_What is expected_. Can you set out every line of the listing below as a numbered list, leaving out any blank lines?

Start of Information shown

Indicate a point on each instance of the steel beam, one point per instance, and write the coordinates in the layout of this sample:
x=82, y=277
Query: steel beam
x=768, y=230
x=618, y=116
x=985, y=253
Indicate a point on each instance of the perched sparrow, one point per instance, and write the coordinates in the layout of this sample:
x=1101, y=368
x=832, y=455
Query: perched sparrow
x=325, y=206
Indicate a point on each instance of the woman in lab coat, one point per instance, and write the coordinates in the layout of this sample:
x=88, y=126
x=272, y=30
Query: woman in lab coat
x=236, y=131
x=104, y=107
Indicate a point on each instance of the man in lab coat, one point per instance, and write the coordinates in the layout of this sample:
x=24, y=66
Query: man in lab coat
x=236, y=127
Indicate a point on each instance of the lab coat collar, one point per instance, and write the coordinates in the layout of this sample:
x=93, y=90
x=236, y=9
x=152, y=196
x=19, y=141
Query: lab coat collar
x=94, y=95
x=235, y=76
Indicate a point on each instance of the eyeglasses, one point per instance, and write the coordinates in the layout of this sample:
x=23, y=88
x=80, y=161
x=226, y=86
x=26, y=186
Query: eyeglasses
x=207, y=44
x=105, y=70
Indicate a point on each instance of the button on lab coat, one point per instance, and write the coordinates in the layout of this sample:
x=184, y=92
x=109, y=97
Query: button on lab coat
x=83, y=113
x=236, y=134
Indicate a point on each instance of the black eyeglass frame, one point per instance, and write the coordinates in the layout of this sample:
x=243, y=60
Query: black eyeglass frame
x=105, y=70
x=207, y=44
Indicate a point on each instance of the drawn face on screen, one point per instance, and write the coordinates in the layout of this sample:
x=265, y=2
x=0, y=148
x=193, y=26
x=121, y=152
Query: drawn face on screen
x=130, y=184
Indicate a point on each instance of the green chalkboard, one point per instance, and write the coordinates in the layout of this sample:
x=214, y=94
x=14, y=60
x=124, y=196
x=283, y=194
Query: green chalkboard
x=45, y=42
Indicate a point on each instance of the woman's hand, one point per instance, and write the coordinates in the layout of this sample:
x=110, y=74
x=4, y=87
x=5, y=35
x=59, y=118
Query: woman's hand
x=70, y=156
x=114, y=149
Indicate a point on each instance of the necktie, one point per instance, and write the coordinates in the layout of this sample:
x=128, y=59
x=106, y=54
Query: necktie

End of Information shown

_Output for this task_.
1. Indicate a point on each instance of the steel beam, one point per instance, and write the coordinates in the layout of this sample:
2. x=82, y=277
3. Query: steel beam
4. x=768, y=230
5. x=618, y=116
6. x=985, y=253
7. Indicate a point on each instance of the perched sparrow, one point per instance, and write the coordinates in the layout of this sample:
8. x=1101, y=368
9. x=832, y=455
10. Query: perched sparrow
11. x=325, y=206
12. Indicate a point on each instance of the woman in lab coat, one point per instance, and write the coordinates in the layout of this sample:
13. x=88, y=126
14. x=272, y=30
15. Query: woman in lab coat
16. x=236, y=131
17. x=104, y=107
18. Indicate a point on each instance of the man in lab coat, one point per instance, and write the coordinates in the layout of this sample:
19. x=24, y=66
20. Query: man in lab coat
21. x=236, y=127
22. Indicate a point on each instance of the lab coat collar, one point per instance, and write the coordinates in the layout of this sample:
23. x=93, y=90
24. x=236, y=9
25. x=152, y=196
26. x=19, y=141
27. Query: lab coat collar
28. x=94, y=95
29. x=235, y=76
30. Indicate a point on each instance of the eyeglasses, one point per instance, and write the coordinates in the layout of this sample:
31. x=23, y=88
32. x=80, y=161
33. x=226, y=86
34. x=26, y=186
35. Query: eyeglasses
36. x=207, y=44
37. x=105, y=70
38. Indicate a point on each instance of the button on lab coat, one point per instance, and write the coordinates in the layout of this sample:
39. x=184, y=92
40. x=109, y=97
41. Query: button on lab coat
42. x=83, y=113
43. x=236, y=134
44. Indicate a point on each instance of the black eyeglass frame, one point per instance, and write the coordinates in the layout of this sample:
45. x=243, y=60
46. Query: black eyeglass frame
47. x=105, y=70
48. x=207, y=44
49. Indicate a point on each instance of the drawn face on screen, one point per instance, and write the coordinates in the layout of this sample:
50. x=265, y=2
51. x=0, y=148
52. x=193, y=26
53. x=121, y=152
54. Query: drawn face on screen
55. x=130, y=184
56. Indicate a point on each instance of the green chalkboard, one point per instance, and write the coordinates in the layout of this sample:
57. x=214, y=94
58. x=14, y=60
59. x=124, y=196
60. x=283, y=194
61. Query: green chalkboard
62. x=45, y=42
63. Indicate a point on each instance of the woman's hand, one point per instance, and write the coordinates in the layout of this sample:
64. x=110, y=74
65. x=4, y=87
66. x=5, y=35
67. x=59, y=118
68. Query: woman's hand
69. x=70, y=156
70. x=114, y=149
71. Indicate a point on each instance of the necktie, one point per instance, and write the coordinates in the layout of this sample:
72. x=128, y=59
73. x=106, y=54
74. Query: necktie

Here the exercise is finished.